-- Prompt --
Pick out and copy every line below that contains the word "arched". Case counts.
* begin Provided records *
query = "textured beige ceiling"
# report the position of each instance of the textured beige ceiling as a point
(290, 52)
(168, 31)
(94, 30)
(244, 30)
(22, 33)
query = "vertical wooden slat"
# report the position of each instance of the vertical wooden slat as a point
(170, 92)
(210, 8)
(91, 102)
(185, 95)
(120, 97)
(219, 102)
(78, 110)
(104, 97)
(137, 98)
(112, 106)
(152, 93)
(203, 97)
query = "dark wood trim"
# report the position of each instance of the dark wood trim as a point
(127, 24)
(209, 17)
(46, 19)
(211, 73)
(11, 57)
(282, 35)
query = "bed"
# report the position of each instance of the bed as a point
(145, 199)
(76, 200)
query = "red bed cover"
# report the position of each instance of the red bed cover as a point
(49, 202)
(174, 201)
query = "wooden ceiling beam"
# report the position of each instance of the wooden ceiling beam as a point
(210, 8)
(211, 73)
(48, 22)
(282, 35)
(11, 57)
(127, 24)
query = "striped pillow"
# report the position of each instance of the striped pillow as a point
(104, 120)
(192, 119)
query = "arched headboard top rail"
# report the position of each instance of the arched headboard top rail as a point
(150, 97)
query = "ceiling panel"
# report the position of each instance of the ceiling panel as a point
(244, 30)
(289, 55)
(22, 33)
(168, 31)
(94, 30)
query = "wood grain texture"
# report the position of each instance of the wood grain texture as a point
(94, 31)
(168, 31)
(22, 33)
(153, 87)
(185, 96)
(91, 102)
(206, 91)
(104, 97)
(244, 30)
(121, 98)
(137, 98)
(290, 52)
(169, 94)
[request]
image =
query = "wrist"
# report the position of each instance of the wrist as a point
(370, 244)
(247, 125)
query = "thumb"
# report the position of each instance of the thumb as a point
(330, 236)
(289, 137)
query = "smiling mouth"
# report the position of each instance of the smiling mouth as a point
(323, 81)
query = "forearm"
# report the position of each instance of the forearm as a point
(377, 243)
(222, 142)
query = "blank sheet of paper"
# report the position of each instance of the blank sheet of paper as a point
* end Provided records *
-- Solution to this exercise --
query = "arched headboard top rail"
# report the position of each instance of the arched headboard top rail as a point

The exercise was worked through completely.